EXERCISE INSTRUCTIONS: Give the data again exactly as it appears.

STUDY MATERIAL:
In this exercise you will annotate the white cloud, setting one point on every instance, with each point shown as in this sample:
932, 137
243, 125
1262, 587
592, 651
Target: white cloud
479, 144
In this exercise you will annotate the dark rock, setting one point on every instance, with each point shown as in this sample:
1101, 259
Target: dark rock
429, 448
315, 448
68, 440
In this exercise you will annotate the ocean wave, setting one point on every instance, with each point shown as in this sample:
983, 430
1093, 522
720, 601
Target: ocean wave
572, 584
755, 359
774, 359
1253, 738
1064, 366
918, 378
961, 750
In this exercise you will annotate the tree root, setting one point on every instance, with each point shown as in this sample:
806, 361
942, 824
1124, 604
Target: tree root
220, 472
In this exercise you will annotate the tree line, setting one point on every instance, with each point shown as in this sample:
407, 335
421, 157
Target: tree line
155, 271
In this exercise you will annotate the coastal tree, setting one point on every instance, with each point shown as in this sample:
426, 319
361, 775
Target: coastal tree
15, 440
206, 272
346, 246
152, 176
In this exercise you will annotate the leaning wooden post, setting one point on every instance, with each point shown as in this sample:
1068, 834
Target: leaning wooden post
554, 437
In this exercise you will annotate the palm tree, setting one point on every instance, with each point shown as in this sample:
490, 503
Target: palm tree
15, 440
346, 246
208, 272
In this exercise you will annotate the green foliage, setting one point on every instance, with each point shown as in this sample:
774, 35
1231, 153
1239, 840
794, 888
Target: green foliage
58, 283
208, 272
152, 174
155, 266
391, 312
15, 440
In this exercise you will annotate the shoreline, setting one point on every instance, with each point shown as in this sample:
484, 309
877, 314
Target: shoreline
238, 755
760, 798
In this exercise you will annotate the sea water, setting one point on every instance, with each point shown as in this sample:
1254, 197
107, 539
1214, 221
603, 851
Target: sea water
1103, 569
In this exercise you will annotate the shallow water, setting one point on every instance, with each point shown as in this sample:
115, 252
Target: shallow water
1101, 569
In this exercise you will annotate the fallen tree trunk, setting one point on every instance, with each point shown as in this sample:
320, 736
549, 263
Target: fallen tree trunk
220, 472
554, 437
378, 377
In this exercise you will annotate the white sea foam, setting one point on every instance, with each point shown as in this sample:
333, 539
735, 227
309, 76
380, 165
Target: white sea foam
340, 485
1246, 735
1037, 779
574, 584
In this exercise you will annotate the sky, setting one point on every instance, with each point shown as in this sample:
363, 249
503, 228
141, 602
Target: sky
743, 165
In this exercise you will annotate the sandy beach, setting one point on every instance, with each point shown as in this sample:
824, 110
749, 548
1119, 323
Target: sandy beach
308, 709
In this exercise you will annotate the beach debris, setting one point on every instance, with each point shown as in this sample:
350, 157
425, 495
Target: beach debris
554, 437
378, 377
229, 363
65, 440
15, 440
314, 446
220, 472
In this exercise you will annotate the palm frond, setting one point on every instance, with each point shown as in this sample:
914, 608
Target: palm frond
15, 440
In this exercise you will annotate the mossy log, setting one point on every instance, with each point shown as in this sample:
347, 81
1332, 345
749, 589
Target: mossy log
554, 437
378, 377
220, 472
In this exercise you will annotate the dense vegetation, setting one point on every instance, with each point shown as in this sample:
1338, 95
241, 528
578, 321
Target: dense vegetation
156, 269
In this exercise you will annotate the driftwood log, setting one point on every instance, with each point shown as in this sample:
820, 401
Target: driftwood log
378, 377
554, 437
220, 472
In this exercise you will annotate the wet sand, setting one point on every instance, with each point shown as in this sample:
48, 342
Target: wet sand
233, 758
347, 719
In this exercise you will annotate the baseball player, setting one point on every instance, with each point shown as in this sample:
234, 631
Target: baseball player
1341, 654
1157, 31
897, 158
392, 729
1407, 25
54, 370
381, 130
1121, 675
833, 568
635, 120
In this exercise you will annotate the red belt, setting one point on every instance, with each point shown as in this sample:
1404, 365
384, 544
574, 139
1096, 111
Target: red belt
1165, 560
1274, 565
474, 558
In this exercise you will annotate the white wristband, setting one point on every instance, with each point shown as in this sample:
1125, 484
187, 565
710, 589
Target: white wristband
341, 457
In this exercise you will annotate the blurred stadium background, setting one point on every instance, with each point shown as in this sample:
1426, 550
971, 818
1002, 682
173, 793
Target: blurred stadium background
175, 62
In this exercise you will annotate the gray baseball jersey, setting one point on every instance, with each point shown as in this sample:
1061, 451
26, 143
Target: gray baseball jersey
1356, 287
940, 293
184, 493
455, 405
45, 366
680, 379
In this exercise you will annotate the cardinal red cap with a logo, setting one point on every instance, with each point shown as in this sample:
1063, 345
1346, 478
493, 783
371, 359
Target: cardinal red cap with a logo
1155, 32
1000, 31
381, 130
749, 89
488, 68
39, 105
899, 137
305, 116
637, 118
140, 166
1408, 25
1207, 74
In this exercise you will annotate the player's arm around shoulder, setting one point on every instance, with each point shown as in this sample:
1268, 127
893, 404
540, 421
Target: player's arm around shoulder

EXPECTED ANSWER:
In this exercise you will annotate the white cloud, setting one point on every instance, with each point shown as in this sample:
932, 137
243, 125
1262, 587
592, 651
Target: white cloud
479, 144
In this exercise you will annotate the dark rock, setting one point on every instance, with each point shown as in this sample:
1101, 259
Target: dark rock
429, 448
315, 448
68, 440
In this exercise you will annotate the ocean wave, setting one point on every instance, with each point shown as in this sample:
983, 430
1093, 522
720, 601
Target: ocean wave
572, 584
755, 359
774, 359
1253, 738
1064, 366
918, 378
961, 750
In this exercise you will annotate the tree root, setting one point on every instance, with each point shown as in this sample:
806, 361
942, 824
1124, 604
Target: tree root
220, 472
In this exercise you will annotate the tree line, setting one point on every instance, with each point shown as in this sample:
407, 335
421, 157
Target: tree line
155, 271
In this exercise you will annotate the coastal tree, setting one point on every instance, with each point shown as in this sample:
426, 319
361, 775
Target: coastal tree
15, 440
206, 272
346, 246
152, 176
In this exercise you will annotate the leaning wooden post, setting one point on every instance, with each point shown as in this sample:
1068, 834
Target: leaning wooden post
554, 437
In this exercise you will annotate the palm tree, setting one point on every instance, with each point shown as in this sample:
490, 503
Target: palm tree
15, 440
346, 246
208, 272
In this exercise you will annotate the green foliage, setting one point on every instance, with each point shown as in this sample:
774, 35
1231, 153
1239, 840
794, 888
Target: green foliage
58, 283
208, 272
152, 174
155, 266
391, 312
15, 440
In this exercise you will annotate the shoreline, setting one point on every instance, with each point shown as in this sample:
484, 309
877, 314
Target: shoreline
238, 755
760, 798
In this exercise you will annotate the sea water, setting one point on every instance, with each point shown as in this sample:
1254, 197
107, 539
1214, 221
603, 851
Target: sea water
1103, 569
In this exercise you will annotate the shallow water, setting one point on every instance, with each point shown as in this sample:
115, 252
Target: shallow water
1101, 569
In this exercise you will annotate the fallen tree trunk, setting one point on every instance, with each point shown as in this sample:
320, 736
549, 263
Target: fallen tree trunk
220, 472
554, 437
378, 377
In this exercise you will annotate the white sea foam, setting one point on every instance, with each point shown as in this sample:
333, 539
735, 227
309, 76
380, 165
Target: white sea foam
340, 485
1246, 735
1037, 779
574, 584
In this exercise you will annotate the sky, setting one point on every instance, with each point shown as in this sample:
363, 249
503, 228
141, 602
Target: sky
743, 165
In this exercise you will annotate the sandy beach, setting one point on every instance, with each point shown as in this sample:
824, 110
749, 548
1119, 323
Target: sandy beach
308, 709
In this exercise you will annotate the beach debris, setting one point on every instance, with each point shown as in this sample:
350, 157
425, 495
Target: beach debris
554, 437
378, 377
229, 363
65, 440
15, 440
314, 446
220, 472
In this exercise you will annotate the palm frond, setting one point on every instance, with each point shown as in this sample:
914, 608
Target: palm frond
15, 440
In this exercise you will annotate the mossy log, setting one point on every instance, with each point shown as in this sample:
347, 81
1332, 345
749, 589
Target: mossy log
554, 437
378, 377
220, 472
In this exercise you will annotate the dense vegetation, setting one point on every instance, with each point shown as in this sample:
1338, 95
241, 528
578, 321
Target: dense vegetation
156, 269
In this exercise you will annotate the driftwood log, setting one point on every instance, with each point shown as in this sample:
820, 401
Target: driftwood log
378, 377
554, 437
220, 472
In this exercise you will annotate the wet sand, setting one point on every instance, with each point shown as in this sample:
48, 342
Target: wet sand
233, 758
347, 719
In this exercise you will annotate the baseball player, setting one point on every instance, with each point shown as in this sample:
234, 631
Target: baseball player
1341, 654
1157, 31
897, 158
392, 729
1407, 25
54, 370
381, 130
1121, 675
833, 568
635, 120
In this exercise you will annotate the red belt, setting one point on every instance, with each point shown as in this sample:
1404, 365
384, 544
574, 139
1096, 111
Target: red belt
1165, 560
1274, 565
474, 558
In this exercise you will annotate the white wristband, setting one point on every instance, with each point shown as in this sample:
1125, 484
187, 565
710, 589
Target: white wristband
341, 457
In this exercise you will annotate the blurred stadium background, setting one point on every instance, with each point shown as in this sample:
1426, 550
971, 818
1002, 682
173, 793
Target: blurred stadium background
175, 62
In this exercise you will annotate the gray baseball jersey, setting one point on every instance, with each point shown as in this sample:
1061, 451
26, 143
Target: gray baseball jersey
1356, 287
940, 293
184, 493
455, 405
45, 366
680, 379
In this exercise you will annotate the cardinal red cap with a logo, setting one point on every instance, with each point shown as in this sample:
1063, 345
1346, 478
493, 783
371, 359
Target: cardinal red cap with a logo
1155, 32
1000, 31
381, 130
749, 89
488, 68
39, 105
899, 137
305, 116
637, 118
140, 166
1408, 25
1207, 74
In this exercise you will annotate the player's arm around shoulder, setting one point on every instance, with each point shown as in this sample:
1268, 127
893, 404
540, 421
Target: player's arm around shoulder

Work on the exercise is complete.